▶ **Извлечённый текст**:
━━━━━━━━━━━━━━━━━━━━━━━━━━━━━━

За эти долгие годы он, начав еще в Театре сатиры и поставив один (но какой!) спектакль у Гончарова по книге Александра Фадеева «Разгром», определился как бесспорный лидер, вполне достойный своего театра. Его Островский в Театре сатиры – «Доходное место» с Андреем Мироновым в роли Жадова, несмотря на его закрытие тогдашними властями, стал эталоном современного и глубокого толкования классики русского театра.
Захарову удалось собрать и воспитать едва ли не лучшую труппу в Москве. С ним в один, не слишком долгий, увы, период мог посоперничать разве что О. Н. Ефремов, у которого одновременно играли Евгений Евстигнеев и Иннокентий Смоктуновский, Олег Борисов, Вячеслав Невинный, Андрей Мягков, Андрей Попов, Олег Табаков, Петр Щербаков и многие, многие другие актеры и актрисы ярких дарований. Одна Екатерина Васильева чего стоит!

━━━━━━━━━━━━━━━━━━━━━━━━━━━━━━

▶ **Отобранные записи**:
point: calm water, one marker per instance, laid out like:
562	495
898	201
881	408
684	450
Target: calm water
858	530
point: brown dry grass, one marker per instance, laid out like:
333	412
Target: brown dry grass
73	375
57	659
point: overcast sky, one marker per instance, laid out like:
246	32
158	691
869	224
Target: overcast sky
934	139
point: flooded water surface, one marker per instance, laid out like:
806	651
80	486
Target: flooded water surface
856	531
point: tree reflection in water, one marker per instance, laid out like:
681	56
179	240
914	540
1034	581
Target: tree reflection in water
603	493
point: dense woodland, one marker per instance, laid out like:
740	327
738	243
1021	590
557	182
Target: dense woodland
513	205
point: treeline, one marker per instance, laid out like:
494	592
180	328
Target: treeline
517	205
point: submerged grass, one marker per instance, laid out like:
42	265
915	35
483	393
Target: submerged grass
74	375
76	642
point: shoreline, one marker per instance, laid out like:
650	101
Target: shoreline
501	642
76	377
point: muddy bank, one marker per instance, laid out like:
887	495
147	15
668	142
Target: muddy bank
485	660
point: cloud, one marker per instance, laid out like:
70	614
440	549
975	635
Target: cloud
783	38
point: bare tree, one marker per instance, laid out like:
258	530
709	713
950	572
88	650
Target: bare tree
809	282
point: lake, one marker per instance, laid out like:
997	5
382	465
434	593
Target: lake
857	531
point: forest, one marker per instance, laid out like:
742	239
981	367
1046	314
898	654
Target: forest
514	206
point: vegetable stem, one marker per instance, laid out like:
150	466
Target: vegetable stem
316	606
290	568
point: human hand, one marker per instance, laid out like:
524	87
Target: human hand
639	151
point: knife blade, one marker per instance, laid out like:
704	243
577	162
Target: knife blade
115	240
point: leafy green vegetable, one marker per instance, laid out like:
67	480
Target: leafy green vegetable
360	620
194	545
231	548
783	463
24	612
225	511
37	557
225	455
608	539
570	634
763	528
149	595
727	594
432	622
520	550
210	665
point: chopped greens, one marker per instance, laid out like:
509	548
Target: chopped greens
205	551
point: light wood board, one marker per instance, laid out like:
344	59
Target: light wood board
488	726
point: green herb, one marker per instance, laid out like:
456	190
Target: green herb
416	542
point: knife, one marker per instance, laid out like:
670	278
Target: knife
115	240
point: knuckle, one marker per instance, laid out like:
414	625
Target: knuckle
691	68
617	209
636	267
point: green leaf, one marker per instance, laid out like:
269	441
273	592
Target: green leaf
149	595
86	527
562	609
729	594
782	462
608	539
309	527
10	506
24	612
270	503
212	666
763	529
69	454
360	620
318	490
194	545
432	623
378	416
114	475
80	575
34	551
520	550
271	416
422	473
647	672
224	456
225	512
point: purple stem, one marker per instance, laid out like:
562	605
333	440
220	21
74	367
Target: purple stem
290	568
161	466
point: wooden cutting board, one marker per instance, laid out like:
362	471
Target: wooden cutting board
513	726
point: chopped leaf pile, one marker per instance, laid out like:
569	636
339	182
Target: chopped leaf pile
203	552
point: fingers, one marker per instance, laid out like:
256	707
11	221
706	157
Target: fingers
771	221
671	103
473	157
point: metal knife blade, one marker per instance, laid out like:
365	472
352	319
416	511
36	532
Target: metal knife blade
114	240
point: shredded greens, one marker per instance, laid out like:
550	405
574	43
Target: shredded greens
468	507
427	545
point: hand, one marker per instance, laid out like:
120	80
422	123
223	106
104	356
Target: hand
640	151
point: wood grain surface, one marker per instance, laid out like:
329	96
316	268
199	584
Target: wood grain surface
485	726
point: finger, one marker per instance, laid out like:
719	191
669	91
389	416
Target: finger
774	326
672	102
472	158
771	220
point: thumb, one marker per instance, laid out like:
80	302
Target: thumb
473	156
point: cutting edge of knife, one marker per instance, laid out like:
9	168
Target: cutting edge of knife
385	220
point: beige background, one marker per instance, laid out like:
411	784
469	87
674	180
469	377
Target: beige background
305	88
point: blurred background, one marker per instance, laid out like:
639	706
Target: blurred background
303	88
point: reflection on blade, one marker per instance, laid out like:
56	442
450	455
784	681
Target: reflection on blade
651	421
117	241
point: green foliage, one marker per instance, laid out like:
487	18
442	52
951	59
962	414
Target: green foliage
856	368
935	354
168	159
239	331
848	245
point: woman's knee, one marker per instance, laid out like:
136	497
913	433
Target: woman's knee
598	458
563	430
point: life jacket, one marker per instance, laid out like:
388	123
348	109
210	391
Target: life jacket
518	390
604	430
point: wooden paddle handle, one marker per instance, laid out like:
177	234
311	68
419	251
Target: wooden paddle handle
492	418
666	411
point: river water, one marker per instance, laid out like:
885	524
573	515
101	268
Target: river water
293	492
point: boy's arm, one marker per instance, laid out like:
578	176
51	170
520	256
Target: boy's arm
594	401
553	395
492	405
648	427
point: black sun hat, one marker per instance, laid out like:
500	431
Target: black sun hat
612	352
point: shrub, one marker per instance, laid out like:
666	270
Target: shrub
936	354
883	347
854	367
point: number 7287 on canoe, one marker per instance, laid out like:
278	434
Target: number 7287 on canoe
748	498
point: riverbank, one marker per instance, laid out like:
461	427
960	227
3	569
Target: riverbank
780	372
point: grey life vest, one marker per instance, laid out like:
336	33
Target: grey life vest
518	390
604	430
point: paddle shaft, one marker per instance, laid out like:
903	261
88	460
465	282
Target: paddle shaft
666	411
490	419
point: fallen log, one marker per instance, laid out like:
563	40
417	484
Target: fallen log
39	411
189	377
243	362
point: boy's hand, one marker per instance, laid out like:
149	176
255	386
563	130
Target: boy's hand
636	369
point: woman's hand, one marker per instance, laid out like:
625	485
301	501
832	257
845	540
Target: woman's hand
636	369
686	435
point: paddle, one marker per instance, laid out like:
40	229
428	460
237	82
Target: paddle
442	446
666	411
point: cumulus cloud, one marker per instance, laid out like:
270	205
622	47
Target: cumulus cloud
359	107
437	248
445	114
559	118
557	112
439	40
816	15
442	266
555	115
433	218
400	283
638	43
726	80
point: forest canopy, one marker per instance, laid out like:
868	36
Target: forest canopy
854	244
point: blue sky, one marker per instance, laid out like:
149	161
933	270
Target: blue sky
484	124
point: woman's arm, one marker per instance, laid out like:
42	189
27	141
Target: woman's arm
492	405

━━━━━━━━━━━━━━━━━━━━━━━━━━━━━━

▶ **Цель**: Перепишите отрывок из текста о Захарове, начиная со слов «За эти долгие» и продолжая вплоть до слов «классики русского театра.», поставив «образцом» на место «эталоном».

▶ **Готовый ответ**:
За эти долгие годы он, начав еще в Театре сатиры и поставив один (но какой!) спектакль у Гончарова по книге Александра Фадеева «Разгром», определился как бесспорный лидер, вполне достойный своего театра. Его Островский в Театре сатиры – «Доходное место» с Андреем Мироновым в роли Жадова, несмотря на его закрытие тогдашними властями, стал образцом современного и глубокого толкования классики русского театра.